Problem statement: List every line in the entries below that contains the word "white". Case counts.

Listed entries:
☆ ☆ ☆

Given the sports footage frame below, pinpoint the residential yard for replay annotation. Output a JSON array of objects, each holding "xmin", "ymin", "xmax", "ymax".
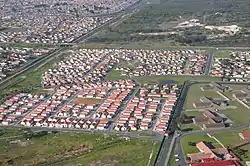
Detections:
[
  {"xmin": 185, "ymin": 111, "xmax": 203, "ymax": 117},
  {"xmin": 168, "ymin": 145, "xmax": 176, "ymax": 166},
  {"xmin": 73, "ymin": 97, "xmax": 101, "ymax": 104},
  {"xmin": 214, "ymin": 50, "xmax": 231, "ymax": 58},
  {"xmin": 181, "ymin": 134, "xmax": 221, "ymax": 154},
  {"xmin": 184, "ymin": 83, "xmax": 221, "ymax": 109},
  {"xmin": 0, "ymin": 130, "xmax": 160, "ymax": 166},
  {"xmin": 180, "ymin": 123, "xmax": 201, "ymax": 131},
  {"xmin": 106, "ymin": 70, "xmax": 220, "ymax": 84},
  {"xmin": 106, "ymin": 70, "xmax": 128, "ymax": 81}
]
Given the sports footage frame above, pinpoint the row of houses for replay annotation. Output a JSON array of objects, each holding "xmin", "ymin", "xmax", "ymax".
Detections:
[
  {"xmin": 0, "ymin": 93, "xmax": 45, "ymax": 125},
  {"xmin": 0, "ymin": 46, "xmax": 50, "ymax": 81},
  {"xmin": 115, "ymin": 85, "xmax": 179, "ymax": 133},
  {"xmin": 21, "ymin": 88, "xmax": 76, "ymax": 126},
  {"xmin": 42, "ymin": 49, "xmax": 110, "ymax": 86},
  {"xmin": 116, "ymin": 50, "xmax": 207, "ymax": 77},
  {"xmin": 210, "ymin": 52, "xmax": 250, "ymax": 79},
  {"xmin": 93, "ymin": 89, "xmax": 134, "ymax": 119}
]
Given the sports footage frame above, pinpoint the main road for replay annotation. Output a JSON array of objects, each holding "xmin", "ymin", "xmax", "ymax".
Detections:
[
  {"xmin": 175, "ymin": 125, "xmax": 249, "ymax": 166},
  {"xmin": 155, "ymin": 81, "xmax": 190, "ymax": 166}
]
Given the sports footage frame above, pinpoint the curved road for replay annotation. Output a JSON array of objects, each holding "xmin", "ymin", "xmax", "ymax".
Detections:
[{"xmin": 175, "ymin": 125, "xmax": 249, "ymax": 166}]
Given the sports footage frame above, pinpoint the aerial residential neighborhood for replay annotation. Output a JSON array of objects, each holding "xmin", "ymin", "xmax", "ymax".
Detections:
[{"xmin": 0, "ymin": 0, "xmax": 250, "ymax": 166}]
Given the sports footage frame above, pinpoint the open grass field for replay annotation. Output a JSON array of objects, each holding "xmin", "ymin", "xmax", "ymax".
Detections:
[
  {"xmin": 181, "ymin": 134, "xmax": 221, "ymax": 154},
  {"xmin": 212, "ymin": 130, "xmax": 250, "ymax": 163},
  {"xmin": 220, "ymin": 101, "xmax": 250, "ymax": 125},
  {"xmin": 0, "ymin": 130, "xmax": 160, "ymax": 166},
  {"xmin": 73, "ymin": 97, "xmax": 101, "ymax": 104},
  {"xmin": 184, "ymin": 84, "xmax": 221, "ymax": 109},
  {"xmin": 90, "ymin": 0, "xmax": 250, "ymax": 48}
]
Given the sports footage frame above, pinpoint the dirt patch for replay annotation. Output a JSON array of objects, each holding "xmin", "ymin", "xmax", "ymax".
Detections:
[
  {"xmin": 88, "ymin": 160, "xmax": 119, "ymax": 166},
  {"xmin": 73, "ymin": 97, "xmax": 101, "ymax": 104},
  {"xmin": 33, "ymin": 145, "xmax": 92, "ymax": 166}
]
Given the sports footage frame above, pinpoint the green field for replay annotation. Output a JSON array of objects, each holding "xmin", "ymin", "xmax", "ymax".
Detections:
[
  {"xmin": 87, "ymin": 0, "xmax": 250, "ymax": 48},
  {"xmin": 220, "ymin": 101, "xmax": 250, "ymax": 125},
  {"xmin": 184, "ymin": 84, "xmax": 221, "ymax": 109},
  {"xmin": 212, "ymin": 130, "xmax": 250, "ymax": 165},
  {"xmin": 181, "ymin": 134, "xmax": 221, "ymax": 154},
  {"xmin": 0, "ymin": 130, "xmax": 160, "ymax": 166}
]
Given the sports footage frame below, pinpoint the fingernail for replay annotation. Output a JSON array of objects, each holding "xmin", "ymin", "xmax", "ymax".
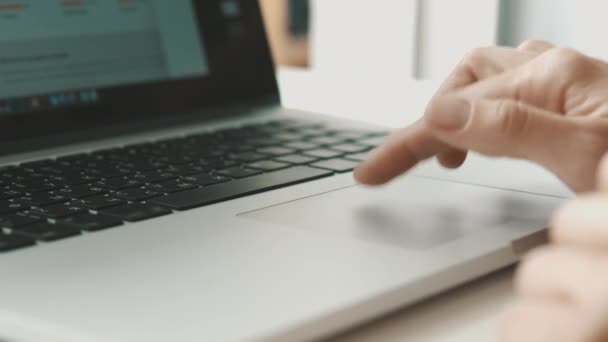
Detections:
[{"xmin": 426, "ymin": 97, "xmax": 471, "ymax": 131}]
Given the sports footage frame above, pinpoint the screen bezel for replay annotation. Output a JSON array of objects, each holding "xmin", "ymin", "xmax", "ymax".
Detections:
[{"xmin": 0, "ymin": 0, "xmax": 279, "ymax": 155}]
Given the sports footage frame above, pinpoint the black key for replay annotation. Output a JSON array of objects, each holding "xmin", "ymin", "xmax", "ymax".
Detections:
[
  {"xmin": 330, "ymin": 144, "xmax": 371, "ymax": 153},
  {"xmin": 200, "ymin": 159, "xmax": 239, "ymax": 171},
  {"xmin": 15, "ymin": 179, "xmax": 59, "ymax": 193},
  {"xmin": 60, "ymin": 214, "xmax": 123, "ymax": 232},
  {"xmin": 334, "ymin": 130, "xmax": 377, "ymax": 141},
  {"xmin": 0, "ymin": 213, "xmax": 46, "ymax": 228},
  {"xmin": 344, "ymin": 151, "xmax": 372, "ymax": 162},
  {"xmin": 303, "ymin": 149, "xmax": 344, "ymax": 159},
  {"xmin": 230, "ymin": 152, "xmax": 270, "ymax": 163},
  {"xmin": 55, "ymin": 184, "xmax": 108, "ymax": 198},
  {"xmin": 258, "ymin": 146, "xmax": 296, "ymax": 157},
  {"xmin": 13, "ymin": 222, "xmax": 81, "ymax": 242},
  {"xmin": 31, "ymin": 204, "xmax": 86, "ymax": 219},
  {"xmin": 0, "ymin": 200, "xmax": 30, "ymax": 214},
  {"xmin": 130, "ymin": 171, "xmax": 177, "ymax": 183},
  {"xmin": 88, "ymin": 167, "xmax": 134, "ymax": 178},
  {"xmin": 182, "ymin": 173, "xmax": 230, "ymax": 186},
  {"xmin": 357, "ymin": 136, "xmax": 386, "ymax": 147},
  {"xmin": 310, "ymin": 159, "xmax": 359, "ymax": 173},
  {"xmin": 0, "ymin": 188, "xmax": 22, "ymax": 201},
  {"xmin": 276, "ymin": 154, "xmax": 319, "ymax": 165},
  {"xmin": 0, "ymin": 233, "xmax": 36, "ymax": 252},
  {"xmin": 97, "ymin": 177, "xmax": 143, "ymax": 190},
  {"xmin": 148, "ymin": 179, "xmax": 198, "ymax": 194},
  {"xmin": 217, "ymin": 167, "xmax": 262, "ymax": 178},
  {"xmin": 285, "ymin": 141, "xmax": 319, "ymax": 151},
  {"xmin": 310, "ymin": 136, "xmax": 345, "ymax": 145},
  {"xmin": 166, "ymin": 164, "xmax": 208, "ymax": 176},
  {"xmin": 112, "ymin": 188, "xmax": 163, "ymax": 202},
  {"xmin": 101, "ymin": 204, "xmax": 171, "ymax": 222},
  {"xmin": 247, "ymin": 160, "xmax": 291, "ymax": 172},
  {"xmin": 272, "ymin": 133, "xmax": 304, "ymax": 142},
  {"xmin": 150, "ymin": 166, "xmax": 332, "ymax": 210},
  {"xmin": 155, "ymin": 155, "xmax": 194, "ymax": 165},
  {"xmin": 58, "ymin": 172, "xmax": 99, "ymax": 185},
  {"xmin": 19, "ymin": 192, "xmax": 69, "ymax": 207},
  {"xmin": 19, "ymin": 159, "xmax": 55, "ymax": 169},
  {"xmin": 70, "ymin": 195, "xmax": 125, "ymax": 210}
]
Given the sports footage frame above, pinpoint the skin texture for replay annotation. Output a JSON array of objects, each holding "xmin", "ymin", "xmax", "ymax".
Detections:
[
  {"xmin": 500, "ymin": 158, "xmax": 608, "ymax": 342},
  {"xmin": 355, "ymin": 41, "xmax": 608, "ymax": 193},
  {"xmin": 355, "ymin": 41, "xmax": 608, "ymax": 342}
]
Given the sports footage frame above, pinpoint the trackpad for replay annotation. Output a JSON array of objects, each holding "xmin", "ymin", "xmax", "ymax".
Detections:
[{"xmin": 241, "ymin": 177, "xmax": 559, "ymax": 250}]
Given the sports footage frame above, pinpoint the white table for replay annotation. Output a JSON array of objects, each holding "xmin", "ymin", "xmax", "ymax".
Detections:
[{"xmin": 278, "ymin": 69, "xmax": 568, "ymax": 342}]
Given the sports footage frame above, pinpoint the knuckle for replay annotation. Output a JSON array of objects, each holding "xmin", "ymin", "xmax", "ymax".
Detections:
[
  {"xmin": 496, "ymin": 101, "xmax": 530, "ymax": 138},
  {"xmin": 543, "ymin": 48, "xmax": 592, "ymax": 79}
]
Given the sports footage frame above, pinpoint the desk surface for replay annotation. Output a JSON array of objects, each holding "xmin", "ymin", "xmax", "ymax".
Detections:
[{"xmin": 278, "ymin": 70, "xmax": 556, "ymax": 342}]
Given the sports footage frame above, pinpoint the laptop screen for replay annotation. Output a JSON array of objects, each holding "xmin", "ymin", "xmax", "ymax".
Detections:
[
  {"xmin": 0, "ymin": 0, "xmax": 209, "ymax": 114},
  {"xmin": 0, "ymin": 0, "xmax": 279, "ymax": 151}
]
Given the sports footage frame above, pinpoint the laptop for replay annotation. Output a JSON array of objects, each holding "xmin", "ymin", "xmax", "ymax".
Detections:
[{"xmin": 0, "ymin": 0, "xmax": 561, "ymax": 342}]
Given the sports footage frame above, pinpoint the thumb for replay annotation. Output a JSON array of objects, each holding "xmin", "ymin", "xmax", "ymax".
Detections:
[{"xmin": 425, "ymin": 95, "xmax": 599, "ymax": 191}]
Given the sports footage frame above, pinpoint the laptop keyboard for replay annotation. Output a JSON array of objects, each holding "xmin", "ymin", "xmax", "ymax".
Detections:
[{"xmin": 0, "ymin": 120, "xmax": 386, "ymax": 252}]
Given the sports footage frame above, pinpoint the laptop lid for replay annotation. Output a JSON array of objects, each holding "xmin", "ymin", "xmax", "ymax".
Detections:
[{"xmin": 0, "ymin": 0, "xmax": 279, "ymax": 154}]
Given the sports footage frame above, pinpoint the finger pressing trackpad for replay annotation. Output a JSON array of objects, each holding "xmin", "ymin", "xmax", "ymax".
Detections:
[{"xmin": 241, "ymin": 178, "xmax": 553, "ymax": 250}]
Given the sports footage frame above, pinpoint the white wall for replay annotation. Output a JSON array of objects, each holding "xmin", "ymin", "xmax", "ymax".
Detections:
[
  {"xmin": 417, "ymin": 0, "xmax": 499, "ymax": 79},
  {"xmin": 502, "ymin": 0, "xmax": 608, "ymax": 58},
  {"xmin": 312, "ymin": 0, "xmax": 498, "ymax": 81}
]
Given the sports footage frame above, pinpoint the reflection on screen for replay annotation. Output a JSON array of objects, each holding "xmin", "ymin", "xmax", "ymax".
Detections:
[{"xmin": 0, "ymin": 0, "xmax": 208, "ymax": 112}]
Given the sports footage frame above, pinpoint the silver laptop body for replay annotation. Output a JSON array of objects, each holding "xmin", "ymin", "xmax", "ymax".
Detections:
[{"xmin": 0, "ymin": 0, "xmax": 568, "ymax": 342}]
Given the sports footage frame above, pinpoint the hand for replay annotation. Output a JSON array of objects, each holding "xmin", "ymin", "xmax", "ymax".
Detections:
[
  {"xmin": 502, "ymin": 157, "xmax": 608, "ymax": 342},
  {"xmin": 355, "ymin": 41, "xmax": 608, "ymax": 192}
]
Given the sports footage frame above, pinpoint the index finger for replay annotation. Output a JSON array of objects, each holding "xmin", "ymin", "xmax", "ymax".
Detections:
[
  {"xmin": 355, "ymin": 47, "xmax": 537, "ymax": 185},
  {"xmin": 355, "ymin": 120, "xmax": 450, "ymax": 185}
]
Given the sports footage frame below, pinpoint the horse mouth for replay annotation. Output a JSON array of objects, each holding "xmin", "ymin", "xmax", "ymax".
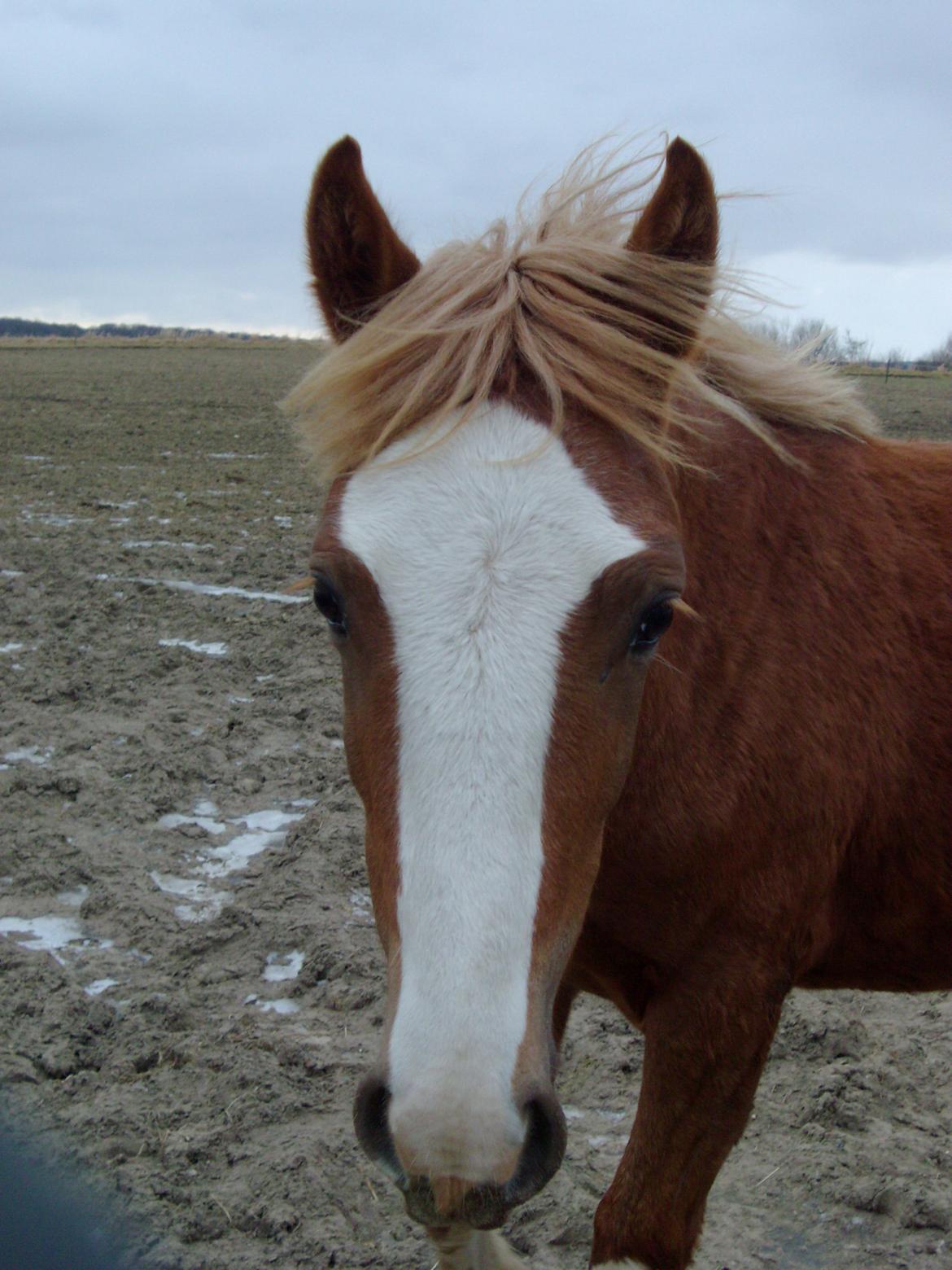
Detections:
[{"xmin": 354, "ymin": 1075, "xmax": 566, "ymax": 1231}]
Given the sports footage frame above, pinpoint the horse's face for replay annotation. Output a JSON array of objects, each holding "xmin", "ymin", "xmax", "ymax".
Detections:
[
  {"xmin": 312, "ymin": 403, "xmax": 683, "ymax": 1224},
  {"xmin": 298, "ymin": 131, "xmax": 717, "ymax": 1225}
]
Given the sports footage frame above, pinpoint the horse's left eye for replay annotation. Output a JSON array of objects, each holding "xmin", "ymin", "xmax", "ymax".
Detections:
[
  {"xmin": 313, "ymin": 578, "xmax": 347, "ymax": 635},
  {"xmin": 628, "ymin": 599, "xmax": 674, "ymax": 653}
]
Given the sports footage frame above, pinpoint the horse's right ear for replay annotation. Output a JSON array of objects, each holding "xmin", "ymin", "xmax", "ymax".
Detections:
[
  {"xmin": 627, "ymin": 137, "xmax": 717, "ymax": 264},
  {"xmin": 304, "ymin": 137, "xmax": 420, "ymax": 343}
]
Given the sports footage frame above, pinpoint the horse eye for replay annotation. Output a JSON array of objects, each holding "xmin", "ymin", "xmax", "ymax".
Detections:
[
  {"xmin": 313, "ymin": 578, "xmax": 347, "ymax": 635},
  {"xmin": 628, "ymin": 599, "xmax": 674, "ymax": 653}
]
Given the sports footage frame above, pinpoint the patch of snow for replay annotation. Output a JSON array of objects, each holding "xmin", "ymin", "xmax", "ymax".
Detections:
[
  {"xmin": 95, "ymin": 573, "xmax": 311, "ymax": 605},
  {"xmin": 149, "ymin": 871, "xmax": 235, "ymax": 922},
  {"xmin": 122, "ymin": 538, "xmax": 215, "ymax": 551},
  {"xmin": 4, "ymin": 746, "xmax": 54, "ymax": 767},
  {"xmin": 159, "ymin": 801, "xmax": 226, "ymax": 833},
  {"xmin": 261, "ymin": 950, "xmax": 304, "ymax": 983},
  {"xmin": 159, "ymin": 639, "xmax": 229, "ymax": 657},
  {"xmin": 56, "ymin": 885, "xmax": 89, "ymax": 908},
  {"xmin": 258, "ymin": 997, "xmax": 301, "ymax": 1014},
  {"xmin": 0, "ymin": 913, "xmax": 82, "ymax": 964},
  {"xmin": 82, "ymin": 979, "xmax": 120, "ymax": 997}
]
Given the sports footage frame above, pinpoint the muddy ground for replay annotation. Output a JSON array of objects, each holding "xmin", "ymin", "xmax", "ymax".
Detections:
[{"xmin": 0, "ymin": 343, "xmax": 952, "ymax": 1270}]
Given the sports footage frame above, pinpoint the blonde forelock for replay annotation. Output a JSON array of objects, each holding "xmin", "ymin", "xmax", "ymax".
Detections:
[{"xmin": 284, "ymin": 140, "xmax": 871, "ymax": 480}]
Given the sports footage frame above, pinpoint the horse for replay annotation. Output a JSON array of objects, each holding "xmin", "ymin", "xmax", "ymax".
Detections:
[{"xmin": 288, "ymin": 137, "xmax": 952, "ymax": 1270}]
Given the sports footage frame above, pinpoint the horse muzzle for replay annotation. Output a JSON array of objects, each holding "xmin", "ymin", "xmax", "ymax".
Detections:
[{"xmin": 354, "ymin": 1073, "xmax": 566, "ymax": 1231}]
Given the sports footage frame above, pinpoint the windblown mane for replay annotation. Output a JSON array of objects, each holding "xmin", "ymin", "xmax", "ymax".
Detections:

☆ ☆ ☆

Exercise output:
Given the sports footage frame above, pinpoint the white table for replay annotation. Output a JSON array of objects, each holding "xmin", "ymin", "xmax", "ymax".
Given the sports footage frame above, pinpoint the white wall for replay annotation. Output a JSON array of objects, each holding "xmin", "ymin", "xmax", "ymax".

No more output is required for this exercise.